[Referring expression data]
______________________________

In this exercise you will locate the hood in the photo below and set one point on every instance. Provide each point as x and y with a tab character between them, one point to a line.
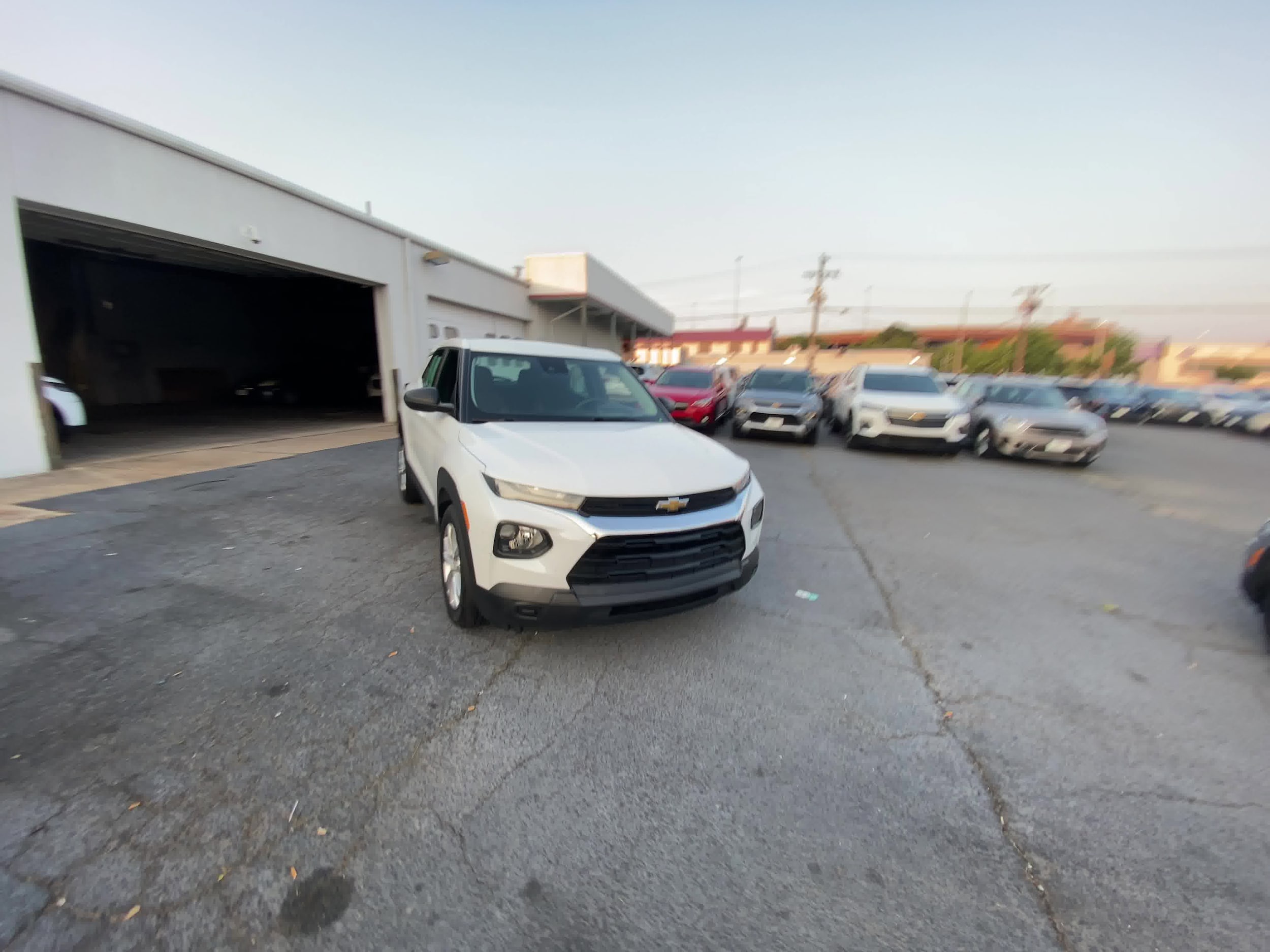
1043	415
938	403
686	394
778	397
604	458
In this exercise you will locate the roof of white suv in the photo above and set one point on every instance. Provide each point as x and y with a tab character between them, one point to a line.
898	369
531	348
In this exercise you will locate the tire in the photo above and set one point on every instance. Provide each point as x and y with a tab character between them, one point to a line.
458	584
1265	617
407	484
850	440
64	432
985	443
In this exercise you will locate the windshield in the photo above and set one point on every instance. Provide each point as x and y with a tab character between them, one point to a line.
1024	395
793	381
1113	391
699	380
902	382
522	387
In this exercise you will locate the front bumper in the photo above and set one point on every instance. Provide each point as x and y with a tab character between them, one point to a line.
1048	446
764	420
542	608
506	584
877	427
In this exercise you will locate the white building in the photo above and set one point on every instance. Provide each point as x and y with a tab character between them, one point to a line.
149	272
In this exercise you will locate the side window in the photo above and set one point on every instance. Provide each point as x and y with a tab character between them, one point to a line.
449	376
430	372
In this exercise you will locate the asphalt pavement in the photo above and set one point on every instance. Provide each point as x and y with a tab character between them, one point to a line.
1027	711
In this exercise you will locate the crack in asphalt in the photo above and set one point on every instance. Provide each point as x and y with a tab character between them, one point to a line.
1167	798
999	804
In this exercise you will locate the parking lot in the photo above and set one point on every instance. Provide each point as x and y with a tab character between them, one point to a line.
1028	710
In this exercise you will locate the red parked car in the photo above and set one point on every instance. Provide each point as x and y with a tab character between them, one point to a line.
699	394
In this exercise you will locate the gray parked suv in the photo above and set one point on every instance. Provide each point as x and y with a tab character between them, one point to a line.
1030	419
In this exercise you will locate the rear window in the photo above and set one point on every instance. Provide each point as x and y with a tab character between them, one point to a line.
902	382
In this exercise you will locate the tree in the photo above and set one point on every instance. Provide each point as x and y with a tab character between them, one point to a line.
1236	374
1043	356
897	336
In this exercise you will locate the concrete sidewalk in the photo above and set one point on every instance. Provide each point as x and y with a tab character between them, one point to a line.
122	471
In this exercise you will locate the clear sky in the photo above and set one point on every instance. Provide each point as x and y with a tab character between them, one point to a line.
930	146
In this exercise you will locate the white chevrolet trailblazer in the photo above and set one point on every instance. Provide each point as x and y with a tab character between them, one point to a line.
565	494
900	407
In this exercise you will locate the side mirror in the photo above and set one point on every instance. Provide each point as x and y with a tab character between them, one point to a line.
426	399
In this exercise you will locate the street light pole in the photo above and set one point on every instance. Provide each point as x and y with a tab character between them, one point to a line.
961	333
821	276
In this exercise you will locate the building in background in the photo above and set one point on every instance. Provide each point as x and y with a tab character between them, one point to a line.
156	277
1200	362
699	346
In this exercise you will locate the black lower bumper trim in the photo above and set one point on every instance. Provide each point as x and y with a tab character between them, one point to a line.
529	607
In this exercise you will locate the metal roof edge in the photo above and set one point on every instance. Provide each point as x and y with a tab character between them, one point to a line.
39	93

______________________________

- **Your goal**
Because only the text is wanted, copy each record above precisely and omit its pictures.

- **Task answer**
In this exercise you will locate the hood in the photo below and set one point on every instance. Provide each point as x and y with a tab character between them, one point to a line.
1043	415
938	403
686	394
778	397
604	458
In this exercise you will locate the roof of white suv in the photo above and set one point on every instance. Provide each point as x and y with a tab character between them, one point to a line.
898	369
531	348
In this exercise you will locate the tire in the photo above and set one point on every instance. Provide each point as x and y with a tab character between them, one point to a line.
458	584
1265	617
407	484
850	440
64	432
985	443
In this exercise you will locate the windshield in the photo above and set one point on every instance. Provide each point as x and y with a tab character between them, one point to a line.
1024	395
793	381
1113	391
699	380
902	382
522	387
In this exercise you will locate the front bumper in the photo above and set one point on every instance. Provide each point as x and y with a tab character between them, one point to a line.
1048	446
764	420
542	608
506	584
877	427
In this exercise you will locate the white building in the photo above and set one point on every instance. Provide each point as x and y with a tab character between them, one point to a line.
149	272
In this exercise you will locate the side window in the photo above and set one point on every instance. Provide each point as x and y with a tab character between them, one point to a line.
449	376
430	372
In this exercise you will locate the asphalt pavement in the photo above and set one point on every instance. Provide each point as x and y with a tab character between them, one point to a line.
1027	711
In this exercise you will locate the crack in asphalt in the photo above and set one point on every instance. Provide each point as x and y with a tab character between them, one point to a line.
1167	798
999	804
In this exercise you will locate the parking lot in the photo above and set one point on every instance. Provide each point as x and y with a tab character between them, one point to a line.
1028	710
In this exercise you will locate the red parked car in the photo above and set one point on every instance. Provide each point as x and y with a tab character between them, one point to a line.
699	394
In this exercise you will locate the gray parked suv in the photo above and set one point on every instance. Provide each point as x and y with a tab character between them, one point to a line.
1030	419
In this exercise you will locate the rear window in the photo above and set one point on every instance. Provide each point as x and y with a tab character between them, one point to a line.
902	382
In this exercise you will locate the tree in the photo above and set one point on every instance. Provide each point as x and y with a tab character between them, one point to a line.
1236	374
1043	356
897	336
In this exercise you will locate the concrete sidewalk in the photo above and set one point on every instance. Provide each point as x and y with a tab character between them, one point to a line.
122	471
In this exercise you will locate the clear sky in the photo above and set one point on every instance. Provide each point as x and y with a tab character between them, one point to a line.
930	146
In this exercise you will locate the white chevrolet trailblazer in the photo above and set one point on every instance. Provide each point as x and y with a tab character between them, one point to a line.
565	494
900	407
In this exercise you will locate the side mirror in the photo above and set one point on every instance. Provide each point as x and y with a tab character between them, one point to a line.
426	399
In this exercise you will locate the street light pole in the photo above and set one point on every instance. Provide each point as x and y with a tab character between them, one point to a line.
961	333
821	276
In this exercise you will locate the building in background in the photo above and set one point on every instance. Provide each point as x and y with a tab character between them, one point to a line.
156	277
1200	362
699	346
In this exercise you will locate the black lower bumper trim in the photo above and set one point on every instance. Provide each point as x and y with a tab character between them, one point to a line.
529	607
In this exercise you will locate the metal roof edge in the photo above and set one point on every instance. Provide each point as x and y with a tab character between them, one point to a line.
39	93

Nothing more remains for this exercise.